- WHAT TO PRODUCE: In the data below, work out how many lines include the string "calm". Only the number should be given.

============

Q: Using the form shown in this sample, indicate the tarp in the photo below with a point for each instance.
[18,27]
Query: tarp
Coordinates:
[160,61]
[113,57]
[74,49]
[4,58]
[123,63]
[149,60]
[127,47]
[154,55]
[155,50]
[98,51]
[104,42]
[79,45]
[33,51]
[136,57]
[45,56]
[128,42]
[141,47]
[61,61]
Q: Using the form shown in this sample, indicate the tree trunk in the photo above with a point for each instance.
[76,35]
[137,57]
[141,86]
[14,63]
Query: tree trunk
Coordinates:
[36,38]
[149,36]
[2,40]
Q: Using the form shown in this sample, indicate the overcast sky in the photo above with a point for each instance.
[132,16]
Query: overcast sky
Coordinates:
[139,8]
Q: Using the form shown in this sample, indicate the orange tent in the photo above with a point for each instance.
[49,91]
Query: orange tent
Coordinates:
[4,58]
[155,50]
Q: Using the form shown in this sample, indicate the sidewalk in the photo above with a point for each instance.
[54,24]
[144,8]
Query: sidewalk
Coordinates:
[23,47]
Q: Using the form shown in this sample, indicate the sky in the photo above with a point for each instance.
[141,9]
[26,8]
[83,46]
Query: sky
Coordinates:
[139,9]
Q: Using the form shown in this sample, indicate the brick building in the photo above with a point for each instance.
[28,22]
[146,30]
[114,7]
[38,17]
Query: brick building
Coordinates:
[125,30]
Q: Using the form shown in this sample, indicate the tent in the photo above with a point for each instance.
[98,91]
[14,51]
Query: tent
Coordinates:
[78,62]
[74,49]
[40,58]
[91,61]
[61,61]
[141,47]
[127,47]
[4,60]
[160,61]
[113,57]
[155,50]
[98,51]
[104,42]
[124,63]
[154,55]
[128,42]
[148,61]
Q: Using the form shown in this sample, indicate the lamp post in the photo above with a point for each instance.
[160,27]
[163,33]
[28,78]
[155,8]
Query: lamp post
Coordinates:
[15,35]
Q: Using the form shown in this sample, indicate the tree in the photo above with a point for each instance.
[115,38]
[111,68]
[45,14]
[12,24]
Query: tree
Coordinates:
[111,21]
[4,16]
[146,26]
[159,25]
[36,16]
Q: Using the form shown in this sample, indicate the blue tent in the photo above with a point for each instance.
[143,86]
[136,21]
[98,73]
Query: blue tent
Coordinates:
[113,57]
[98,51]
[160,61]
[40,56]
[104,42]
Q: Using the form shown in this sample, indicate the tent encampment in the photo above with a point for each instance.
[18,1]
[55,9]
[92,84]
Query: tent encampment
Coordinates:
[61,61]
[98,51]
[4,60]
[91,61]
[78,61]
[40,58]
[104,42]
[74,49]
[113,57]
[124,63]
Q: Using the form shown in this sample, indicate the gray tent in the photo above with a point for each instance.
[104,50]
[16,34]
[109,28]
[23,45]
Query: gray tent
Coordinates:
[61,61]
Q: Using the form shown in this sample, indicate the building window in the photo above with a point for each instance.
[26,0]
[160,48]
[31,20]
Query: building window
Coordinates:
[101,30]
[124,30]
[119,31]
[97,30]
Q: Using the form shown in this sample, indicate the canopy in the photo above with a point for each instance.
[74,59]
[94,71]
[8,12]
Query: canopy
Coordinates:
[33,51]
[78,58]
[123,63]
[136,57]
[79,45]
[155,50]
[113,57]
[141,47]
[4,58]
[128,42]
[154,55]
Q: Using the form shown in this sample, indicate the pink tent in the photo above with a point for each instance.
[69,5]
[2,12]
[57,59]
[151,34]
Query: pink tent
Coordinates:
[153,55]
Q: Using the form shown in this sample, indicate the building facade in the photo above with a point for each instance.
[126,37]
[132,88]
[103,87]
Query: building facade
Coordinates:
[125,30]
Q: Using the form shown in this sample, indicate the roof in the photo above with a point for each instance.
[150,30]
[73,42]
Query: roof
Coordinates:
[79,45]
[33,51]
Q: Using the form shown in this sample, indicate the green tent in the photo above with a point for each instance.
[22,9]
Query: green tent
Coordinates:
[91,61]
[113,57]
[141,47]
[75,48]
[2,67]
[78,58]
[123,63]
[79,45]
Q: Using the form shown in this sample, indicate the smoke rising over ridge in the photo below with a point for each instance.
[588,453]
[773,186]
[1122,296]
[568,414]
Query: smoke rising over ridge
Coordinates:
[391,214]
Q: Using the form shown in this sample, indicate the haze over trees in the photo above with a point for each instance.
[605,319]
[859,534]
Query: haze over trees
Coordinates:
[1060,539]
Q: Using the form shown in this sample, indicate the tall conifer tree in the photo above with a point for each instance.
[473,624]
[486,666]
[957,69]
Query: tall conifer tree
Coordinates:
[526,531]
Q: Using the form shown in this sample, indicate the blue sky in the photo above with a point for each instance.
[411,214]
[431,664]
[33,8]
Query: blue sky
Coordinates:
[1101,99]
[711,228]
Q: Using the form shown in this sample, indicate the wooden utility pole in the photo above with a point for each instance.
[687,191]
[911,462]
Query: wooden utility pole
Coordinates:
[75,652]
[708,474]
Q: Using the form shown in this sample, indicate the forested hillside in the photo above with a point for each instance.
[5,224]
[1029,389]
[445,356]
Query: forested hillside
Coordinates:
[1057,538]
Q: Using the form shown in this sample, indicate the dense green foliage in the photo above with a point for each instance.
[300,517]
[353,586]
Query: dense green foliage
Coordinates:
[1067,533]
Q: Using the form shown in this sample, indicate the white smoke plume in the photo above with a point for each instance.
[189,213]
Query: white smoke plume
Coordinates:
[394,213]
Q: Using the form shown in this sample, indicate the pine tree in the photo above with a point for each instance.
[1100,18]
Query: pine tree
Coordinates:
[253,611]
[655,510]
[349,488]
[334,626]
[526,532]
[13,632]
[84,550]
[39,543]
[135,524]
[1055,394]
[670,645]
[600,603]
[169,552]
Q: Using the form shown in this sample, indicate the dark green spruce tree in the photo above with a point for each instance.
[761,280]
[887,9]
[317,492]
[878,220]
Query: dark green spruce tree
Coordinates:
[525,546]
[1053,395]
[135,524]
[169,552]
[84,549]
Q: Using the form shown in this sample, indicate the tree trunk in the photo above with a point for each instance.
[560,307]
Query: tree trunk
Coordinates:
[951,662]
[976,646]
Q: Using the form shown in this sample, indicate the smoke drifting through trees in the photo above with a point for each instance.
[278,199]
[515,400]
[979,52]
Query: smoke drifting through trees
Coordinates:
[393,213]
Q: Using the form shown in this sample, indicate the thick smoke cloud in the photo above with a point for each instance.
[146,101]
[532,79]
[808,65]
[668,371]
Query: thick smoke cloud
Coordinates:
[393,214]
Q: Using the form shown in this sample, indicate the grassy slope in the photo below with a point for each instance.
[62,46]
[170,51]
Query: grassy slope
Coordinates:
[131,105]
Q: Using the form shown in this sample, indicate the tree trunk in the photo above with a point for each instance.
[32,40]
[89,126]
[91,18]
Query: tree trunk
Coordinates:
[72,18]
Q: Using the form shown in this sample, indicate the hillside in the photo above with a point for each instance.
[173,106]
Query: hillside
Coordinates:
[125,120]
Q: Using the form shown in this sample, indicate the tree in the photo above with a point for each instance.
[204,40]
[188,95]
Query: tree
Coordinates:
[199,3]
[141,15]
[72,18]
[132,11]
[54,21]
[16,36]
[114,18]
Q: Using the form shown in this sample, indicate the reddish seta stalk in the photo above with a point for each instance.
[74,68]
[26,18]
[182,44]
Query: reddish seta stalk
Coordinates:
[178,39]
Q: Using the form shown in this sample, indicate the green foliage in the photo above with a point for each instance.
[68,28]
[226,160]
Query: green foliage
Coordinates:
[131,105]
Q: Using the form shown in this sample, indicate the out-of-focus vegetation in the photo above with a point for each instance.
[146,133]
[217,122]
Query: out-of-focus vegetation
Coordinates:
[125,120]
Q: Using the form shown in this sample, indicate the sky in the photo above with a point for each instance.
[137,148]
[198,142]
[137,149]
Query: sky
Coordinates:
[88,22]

============

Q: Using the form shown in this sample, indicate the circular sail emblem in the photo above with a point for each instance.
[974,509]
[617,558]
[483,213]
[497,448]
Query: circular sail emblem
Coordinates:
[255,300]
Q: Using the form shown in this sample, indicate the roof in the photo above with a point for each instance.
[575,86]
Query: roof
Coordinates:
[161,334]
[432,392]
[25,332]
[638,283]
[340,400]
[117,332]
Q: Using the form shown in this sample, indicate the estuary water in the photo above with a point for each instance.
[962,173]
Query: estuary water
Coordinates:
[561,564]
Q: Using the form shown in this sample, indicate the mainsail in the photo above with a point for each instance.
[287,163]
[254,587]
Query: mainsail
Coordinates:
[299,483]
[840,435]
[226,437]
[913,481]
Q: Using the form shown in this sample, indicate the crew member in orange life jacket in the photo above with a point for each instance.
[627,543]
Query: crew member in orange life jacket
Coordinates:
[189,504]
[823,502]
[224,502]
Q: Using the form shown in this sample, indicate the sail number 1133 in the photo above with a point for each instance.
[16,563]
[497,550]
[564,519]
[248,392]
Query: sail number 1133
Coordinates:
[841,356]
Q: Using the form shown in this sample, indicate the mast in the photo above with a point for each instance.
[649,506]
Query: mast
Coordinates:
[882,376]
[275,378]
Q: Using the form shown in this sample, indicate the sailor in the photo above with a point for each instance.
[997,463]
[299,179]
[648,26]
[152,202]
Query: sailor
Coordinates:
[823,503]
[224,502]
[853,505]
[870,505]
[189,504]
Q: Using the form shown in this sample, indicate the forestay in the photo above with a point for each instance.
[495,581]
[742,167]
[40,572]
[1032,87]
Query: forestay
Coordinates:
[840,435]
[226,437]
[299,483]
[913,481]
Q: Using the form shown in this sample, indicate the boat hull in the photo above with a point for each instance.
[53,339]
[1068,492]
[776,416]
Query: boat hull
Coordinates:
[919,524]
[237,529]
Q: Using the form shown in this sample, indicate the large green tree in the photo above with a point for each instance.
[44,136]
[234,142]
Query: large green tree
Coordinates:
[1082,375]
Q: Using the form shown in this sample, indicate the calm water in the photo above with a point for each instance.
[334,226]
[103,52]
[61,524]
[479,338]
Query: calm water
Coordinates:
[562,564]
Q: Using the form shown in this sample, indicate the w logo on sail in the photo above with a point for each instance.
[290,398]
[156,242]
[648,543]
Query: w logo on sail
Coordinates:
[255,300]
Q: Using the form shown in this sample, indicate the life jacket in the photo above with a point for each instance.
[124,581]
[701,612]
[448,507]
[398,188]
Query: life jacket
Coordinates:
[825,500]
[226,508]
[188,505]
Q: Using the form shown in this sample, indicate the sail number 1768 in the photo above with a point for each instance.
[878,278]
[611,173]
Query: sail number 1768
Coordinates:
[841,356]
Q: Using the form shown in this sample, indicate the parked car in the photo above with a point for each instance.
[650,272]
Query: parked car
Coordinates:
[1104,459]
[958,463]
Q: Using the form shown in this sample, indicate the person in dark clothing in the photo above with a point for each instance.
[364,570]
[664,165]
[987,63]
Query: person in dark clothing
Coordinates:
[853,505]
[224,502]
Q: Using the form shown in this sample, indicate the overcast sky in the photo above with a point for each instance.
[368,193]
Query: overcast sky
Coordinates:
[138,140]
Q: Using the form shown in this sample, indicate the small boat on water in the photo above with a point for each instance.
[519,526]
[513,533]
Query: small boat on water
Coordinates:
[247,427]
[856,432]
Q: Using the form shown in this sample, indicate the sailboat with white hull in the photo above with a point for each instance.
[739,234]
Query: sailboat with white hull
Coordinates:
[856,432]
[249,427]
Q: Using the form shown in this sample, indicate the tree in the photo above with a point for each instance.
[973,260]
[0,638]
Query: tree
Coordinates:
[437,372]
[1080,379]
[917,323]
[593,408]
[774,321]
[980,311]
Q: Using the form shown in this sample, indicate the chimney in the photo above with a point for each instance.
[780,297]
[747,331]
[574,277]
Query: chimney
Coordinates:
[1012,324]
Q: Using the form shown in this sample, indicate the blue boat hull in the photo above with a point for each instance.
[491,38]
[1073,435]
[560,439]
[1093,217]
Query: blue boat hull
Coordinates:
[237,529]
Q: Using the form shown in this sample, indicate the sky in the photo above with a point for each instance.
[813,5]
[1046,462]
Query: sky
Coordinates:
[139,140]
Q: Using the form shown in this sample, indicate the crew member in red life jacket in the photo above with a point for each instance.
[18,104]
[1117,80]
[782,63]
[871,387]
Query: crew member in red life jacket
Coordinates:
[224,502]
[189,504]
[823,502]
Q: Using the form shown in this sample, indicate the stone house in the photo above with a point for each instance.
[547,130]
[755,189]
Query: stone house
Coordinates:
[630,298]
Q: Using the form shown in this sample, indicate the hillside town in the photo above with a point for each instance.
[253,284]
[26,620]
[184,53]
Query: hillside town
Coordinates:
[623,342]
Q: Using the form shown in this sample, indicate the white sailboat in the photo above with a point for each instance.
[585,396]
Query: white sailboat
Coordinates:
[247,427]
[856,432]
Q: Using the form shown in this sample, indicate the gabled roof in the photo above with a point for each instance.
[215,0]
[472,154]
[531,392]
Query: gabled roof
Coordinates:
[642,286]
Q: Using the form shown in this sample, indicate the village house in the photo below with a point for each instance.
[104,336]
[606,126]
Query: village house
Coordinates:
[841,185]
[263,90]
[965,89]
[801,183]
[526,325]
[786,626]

============

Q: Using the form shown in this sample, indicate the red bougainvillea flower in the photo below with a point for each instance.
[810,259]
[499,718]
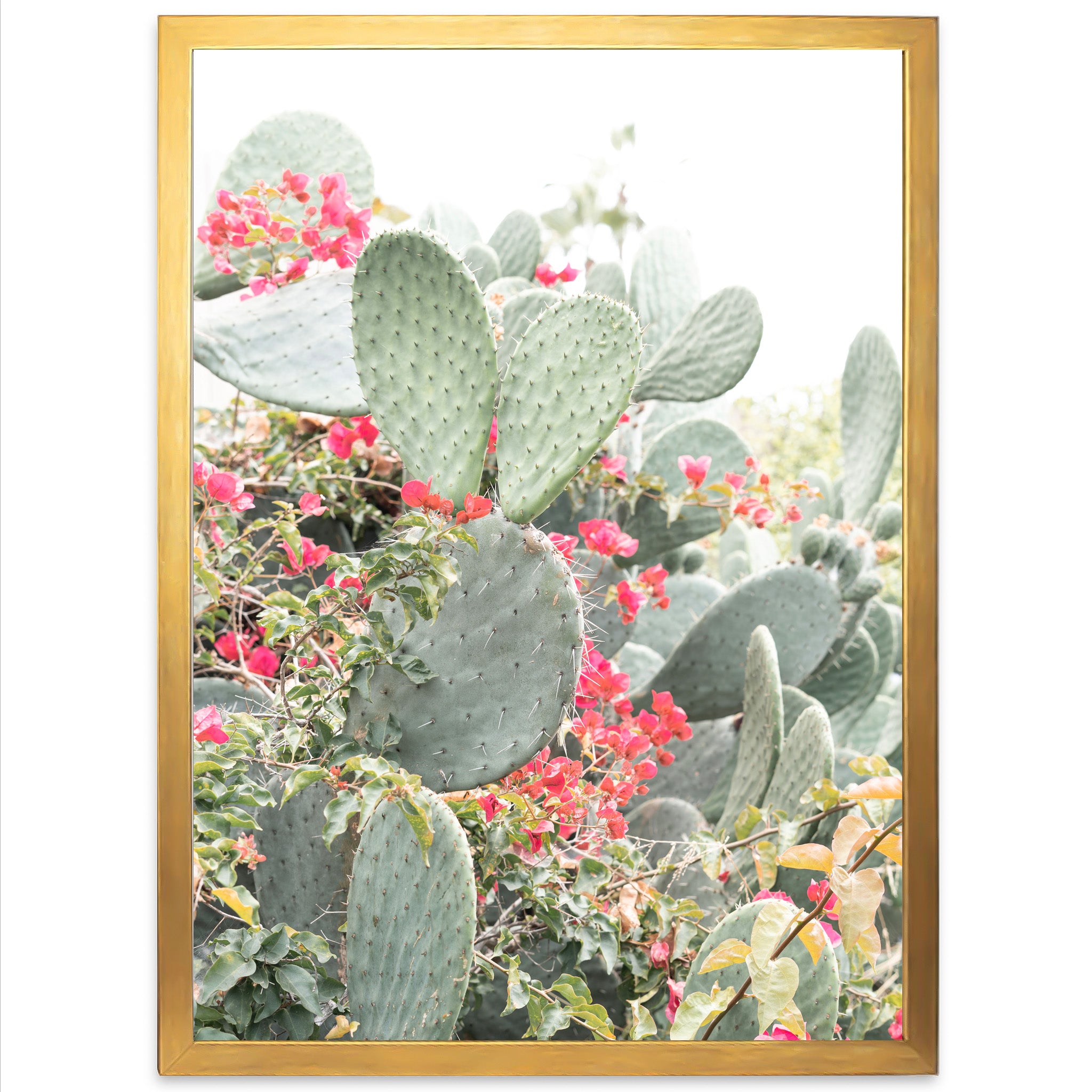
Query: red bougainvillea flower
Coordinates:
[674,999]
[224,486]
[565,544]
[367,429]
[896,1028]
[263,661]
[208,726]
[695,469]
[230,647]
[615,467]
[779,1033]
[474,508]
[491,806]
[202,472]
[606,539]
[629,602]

============

- REPLY TO THE TASK: 2